> Consigne 1: Résumez l'extrait présenté en deux phrases.
> Consigne 2: Recopiez, s'il vous plaît, les lignes des enregistrements depuis la première jusqu'à celle qui contient « [(53, 179)] », celle-ci comprise, et rien d'autre.

> Extrait présenté:

Le livre s’ouvre sur la rencontre de deux jeunes gens, Adela et Marcos, âgés d’une vingtaine d’années qui sont tombés amoureux.
Adela Fitzberg est née à New-York, d’un père psychanalyste qui a fui la dictature argentine et d’une mère, Loreta, vétérinaire Cubaine en exil qui rejette systématiquement tout ce qui a trait à son île natale.
Marcos vient de quitter Cuba pour tenter sa chance, gagner sa vie le mieux possible à Miami, chacun fuit pour une raison qui lui est propre…
Ils se sont rencontrés parce que Adela a décidé de faire des études de lettres hispaniques et a choisi une université à Miami au grand dam de sa mère. On imagine la réaction de cette dernière quand elle lui a annoncé leur décision de vivre ensemble : elle a disparu de la circulation, purement et simplement.
Un jour, Adela tombe sur une photographie de la famille de Marcos et de leurs amis, prise lors d’un anniversaire et une jeune femme enceinte attire son attention car il s’agit probablement de sa mère. Et l’histoire peut commencer.
Retour à Cuba, où le communisme (le castrisme) bat son plein, des amis sont réunis à la villa Fontanar qui appartient à Clara, ingénieure et son mari Dario, neurochirurgien et leurs deux enfants Marcos et Ramsès. Il y a là Irving, et son compagnon Joël, Elisa Correa, fille de diplomate ayant beaucoup voyagé et son époux Bernardo, Horacio, docteur en physique, dont lepère Renato a fui Cuba dès la révolution, et Walter, artiste peintre ayant étudié à Moscou dont il s’est fait renvoyer, Liuba et son mari Fabio. Ils constituent « le Clan ».
On fête l’anniversaire de Clara et la préparation du départ de Dario en Espagne, alors que Walter, persécuté qui se dit espionné par le gouvernement tente de persuader Dario de l’aider à fuir.
Le lendemain, Walter est retrouvé mort : il se serait suicidé en sautant d’un toit. Mais, cela semble étrange donc, vont survenir les interrogatoires musclés, notamment pour Irving, homosexuel donc forcément louche. Et, tout aussi étrange, Elisa disparaît sans rien dire à personne.

> Enregistrements fournis:
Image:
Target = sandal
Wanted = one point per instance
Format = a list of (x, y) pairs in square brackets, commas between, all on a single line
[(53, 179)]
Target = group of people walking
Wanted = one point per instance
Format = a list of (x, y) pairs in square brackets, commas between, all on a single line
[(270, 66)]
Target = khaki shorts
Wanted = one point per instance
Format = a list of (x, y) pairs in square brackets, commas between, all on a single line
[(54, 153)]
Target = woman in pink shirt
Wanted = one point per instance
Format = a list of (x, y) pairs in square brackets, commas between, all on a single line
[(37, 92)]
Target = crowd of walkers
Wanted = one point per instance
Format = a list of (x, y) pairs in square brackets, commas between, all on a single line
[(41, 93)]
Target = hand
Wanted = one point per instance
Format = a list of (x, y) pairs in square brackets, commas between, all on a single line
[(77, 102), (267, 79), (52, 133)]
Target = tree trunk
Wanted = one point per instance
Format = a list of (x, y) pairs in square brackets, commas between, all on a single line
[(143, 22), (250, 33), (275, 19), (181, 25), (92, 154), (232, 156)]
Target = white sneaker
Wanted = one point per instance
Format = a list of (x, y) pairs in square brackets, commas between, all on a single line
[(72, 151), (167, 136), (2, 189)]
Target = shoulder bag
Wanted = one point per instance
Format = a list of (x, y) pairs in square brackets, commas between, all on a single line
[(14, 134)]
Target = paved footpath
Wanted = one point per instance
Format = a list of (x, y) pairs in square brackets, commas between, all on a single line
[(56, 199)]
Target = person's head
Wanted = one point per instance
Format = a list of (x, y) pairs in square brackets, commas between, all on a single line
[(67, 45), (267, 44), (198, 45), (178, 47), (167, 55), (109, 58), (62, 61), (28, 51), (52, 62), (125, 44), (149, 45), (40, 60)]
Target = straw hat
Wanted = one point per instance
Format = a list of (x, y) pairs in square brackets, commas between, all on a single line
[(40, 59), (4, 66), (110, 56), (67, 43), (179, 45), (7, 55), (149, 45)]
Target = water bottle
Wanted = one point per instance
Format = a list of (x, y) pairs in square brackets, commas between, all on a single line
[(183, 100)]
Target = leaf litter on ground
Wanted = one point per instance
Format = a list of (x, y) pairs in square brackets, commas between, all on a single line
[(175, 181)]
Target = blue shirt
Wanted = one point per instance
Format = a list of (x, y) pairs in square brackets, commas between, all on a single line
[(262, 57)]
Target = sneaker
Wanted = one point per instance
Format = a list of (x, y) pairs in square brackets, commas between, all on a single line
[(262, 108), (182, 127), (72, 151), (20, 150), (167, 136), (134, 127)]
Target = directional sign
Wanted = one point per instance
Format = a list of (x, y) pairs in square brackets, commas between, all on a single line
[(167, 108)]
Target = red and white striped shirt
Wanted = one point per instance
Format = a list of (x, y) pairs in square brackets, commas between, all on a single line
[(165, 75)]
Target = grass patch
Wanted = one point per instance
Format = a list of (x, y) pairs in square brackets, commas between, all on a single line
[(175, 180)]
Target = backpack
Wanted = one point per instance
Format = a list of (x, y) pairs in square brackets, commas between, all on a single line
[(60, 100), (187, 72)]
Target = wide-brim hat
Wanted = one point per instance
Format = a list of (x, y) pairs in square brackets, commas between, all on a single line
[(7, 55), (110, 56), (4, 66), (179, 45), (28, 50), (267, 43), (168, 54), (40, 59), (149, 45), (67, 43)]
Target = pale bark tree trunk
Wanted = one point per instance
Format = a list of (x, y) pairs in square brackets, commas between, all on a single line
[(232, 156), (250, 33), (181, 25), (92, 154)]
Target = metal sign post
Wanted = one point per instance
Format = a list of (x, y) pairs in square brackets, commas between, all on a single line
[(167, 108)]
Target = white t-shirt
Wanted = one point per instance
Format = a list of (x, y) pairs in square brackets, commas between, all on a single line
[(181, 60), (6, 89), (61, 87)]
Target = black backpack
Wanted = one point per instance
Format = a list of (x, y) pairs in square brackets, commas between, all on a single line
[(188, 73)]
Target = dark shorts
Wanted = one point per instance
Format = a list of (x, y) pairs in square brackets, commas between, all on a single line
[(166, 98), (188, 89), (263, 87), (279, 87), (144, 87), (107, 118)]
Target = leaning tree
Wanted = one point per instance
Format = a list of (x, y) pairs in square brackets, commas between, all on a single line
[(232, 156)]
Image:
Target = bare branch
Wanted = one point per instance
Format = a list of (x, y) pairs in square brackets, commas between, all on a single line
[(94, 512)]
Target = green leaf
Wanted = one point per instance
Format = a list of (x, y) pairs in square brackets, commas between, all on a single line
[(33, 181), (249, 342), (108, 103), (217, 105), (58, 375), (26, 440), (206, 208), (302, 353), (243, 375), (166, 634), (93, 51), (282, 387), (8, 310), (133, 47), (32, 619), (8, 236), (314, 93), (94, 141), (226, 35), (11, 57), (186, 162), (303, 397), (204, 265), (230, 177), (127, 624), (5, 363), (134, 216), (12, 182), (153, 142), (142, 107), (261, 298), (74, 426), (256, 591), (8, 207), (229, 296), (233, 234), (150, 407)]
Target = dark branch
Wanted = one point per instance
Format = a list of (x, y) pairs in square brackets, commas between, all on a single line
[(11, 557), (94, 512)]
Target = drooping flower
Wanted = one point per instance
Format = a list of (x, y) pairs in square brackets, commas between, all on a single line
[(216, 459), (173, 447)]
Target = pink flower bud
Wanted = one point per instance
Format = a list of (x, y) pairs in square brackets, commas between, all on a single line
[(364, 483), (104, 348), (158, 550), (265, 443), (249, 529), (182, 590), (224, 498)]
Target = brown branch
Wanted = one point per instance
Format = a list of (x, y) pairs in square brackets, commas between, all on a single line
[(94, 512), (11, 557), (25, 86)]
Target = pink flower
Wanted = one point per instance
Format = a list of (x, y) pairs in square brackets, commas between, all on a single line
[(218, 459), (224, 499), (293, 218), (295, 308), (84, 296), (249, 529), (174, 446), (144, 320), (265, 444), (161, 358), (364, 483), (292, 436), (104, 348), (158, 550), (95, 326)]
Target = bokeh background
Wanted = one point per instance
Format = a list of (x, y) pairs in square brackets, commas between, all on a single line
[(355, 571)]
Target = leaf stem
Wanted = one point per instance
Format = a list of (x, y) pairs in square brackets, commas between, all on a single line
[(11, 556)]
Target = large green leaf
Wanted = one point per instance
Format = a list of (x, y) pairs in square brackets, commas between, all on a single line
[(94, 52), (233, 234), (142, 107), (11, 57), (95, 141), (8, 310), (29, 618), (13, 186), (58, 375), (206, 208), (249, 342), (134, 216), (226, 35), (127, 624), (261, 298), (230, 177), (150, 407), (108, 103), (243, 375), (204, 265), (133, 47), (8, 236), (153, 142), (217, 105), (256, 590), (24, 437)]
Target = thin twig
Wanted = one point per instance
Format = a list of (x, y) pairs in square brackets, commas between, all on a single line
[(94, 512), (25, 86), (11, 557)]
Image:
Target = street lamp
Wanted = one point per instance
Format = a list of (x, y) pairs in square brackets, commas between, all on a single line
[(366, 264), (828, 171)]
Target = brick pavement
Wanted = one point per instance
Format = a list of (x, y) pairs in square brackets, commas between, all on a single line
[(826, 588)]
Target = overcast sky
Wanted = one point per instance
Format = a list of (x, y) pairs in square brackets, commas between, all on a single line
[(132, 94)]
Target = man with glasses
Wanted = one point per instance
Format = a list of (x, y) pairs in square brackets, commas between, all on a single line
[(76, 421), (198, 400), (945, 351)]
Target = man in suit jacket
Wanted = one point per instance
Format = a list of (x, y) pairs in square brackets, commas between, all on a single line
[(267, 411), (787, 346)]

> Réponse complète 1: Adela, née à New York, et Marcos, qui a quitté Cuba pour gagner sa vie à Miami, se rencontrent et tombent amoureux, puis Adela remarque sur une photographie de la famille de Marcos une jeune femme enceinte qui est probablement sa mère. Le récit revient alors à Cuba, où « le Clan » fête l'anniversaire de Clara à la villa Fontanar, et le lendemain Walter est retrouvé mort, ce qui entraîne des interrogatoires musclés, tandis qu'Elisa disparaît sans rien dire à personne.

> Réponse complète 2:
Image:
Target = sandal
Wanted = one point per instance
Format = a list of (x, y) pairs in square brackets, commas between, all on a single line
[(53, 179)]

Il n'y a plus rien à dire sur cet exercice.